Entries taken from a collection:
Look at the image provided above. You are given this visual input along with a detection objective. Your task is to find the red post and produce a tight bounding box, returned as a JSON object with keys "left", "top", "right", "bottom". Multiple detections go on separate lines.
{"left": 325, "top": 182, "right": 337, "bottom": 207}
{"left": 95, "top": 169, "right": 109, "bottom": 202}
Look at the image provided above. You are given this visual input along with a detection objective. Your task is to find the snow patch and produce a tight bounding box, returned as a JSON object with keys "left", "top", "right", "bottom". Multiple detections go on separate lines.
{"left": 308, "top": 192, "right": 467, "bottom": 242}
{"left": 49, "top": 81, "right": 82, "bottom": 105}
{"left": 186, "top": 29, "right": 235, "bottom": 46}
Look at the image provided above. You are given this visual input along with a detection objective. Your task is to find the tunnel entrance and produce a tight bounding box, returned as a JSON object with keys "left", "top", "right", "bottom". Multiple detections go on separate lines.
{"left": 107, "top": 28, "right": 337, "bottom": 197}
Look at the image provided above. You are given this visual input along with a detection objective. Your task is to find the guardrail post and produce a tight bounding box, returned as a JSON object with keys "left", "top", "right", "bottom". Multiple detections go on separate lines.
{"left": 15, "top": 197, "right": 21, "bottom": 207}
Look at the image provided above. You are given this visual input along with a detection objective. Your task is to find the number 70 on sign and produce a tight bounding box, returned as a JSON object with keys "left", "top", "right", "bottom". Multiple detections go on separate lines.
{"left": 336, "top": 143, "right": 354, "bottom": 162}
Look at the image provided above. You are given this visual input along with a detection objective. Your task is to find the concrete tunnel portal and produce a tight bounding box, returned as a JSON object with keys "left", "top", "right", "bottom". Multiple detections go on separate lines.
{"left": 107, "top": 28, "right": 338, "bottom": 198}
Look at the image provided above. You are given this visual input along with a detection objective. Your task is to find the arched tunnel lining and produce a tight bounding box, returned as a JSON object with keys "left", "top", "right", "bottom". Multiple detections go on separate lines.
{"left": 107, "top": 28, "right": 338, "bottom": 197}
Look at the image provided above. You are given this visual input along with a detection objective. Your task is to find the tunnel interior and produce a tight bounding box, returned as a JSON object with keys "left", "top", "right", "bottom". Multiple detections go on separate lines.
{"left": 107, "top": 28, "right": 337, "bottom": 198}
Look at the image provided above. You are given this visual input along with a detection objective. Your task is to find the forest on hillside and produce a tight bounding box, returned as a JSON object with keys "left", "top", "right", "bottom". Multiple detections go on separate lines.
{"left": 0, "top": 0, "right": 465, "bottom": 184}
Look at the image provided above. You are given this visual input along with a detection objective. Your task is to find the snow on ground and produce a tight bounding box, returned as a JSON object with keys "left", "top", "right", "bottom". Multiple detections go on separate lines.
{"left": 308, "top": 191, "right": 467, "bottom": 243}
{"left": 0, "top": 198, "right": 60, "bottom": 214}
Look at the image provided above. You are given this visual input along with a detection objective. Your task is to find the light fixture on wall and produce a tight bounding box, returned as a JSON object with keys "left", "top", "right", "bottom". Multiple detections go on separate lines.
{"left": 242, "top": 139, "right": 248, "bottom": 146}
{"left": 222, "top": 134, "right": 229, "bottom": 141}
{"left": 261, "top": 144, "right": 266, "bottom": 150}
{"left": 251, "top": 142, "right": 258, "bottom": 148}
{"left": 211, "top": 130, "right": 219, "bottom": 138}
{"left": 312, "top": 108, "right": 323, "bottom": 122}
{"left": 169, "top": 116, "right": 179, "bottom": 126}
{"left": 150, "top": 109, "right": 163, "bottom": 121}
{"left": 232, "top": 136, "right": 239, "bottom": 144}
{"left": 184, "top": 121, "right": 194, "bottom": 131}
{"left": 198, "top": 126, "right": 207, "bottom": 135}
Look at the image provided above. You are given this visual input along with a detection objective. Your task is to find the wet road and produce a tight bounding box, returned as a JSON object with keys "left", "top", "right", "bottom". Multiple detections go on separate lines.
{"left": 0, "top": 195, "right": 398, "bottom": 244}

* _AIM OF THE EXERCISE_:
Please copy each line above exactly as written.

* _WRITTEN SOLUTION_:
Look at the image provided above. You are given this visual input along with a detection objective. Your task is to find the red post and produce a tight bounding box, returned as a JSON object with keys "left", "top", "right", "bottom". Multiple detections go on separate lines.
{"left": 325, "top": 182, "right": 337, "bottom": 207}
{"left": 95, "top": 169, "right": 109, "bottom": 202}
Look at the image provided above. You are given this visual input along with a detection objective. Your task is to find the snow patch and produce a tight bounding box, returned as a JSON object with keys "left", "top", "right", "bottom". Multiple detections go on separate lines.
{"left": 308, "top": 192, "right": 467, "bottom": 242}
{"left": 49, "top": 81, "right": 82, "bottom": 105}
{"left": 186, "top": 29, "right": 235, "bottom": 46}
Look at the image provided above. You are given this visual input along with a detection objective. Your task is to find the tunnel entrance and produce a tight bounding box, returned as a JSON object with keys "left", "top", "right", "bottom". Multiple detections go on separate lines.
{"left": 107, "top": 28, "right": 337, "bottom": 197}
Look at the image provided above. You are given this visual input along with a detection objective. Your task is to find the guardrail post and produce a tight bounding box, returned as a JSON object with keys "left", "top", "right", "bottom". Multiple detections go on separate lines.
{"left": 15, "top": 197, "right": 21, "bottom": 207}
Look at the image provided above. You are given this visual input along with a detection objective. Your task is to find the number 70 on sign and produce a tight bounding box, returned as a JSON object with keys "left", "top", "right", "bottom". Multiple detections go on separate lines.
{"left": 336, "top": 143, "right": 354, "bottom": 162}
Look at the image provided above. You are given this visual input along with a detection objective. Your task is to find the concrete tunnel portal and produce a tight bounding box, returned as a JSON object with keys "left", "top", "right", "bottom". Multiple detections go on separate lines.
{"left": 107, "top": 28, "right": 338, "bottom": 198}
Look at the image provided above. You are given this visual input along with a detection objective. Your task is to find the arched tunnel lining and produce a tight bounding box, returned as a JSON object with keys "left", "top", "right", "bottom". Multiple detections go on separate lines.
{"left": 107, "top": 28, "right": 338, "bottom": 197}
Look at the image provided above. You are given this visual input along with a detection objective. Your task is to find the tunnel interior and produce a tight bounding box, returned as a JSON object with keys "left", "top", "right", "bottom". Multiple detections go on separate lines.
{"left": 107, "top": 28, "right": 337, "bottom": 198}
Look at the image provided above. You are given this visual input along with a detection objective. Your task is to find the forest on hillside and produce a tight bounding box, returned as a JSON object with keys "left", "top", "right", "bottom". Multiple detections go on separate lines.
{"left": 0, "top": 0, "right": 465, "bottom": 184}
Look at the image provided above. You are given this visual input along with a detection objective. Your task is to find the snow on ground and produce a tight bounding box, returned as a JSON object with keys "left", "top", "right", "bottom". Multiple detections go on separate lines.
{"left": 308, "top": 191, "right": 467, "bottom": 243}
{"left": 0, "top": 198, "right": 60, "bottom": 214}
Look at the image provided above. You are given this visual input along with a detection objective. Your task is to find the light fixture on wall and produce a tight bounding box, returned as a JSON object with keys "left", "top", "right", "bottom". Multiple detections go on separate lines.
{"left": 242, "top": 139, "right": 248, "bottom": 146}
{"left": 222, "top": 134, "right": 229, "bottom": 141}
{"left": 261, "top": 144, "right": 266, "bottom": 150}
{"left": 251, "top": 142, "right": 258, "bottom": 148}
{"left": 211, "top": 130, "right": 219, "bottom": 138}
{"left": 312, "top": 108, "right": 323, "bottom": 122}
{"left": 169, "top": 116, "right": 179, "bottom": 126}
{"left": 150, "top": 109, "right": 163, "bottom": 121}
{"left": 232, "top": 136, "right": 239, "bottom": 144}
{"left": 184, "top": 121, "right": 194, "bottom": 131}
{"left": 198, "top": 126, "right": 207, "bottom": 135}
Look at the image provided above. You are given this visual input along with a detection objective. Your task is to find the wet road and produce a tight bounding box, returned as a JSON object with keys "left", "top", "right", "bottom". Multiple detections go on separate lines.
{"left": 0, "top": 195, "right": 398, "bottom": 244}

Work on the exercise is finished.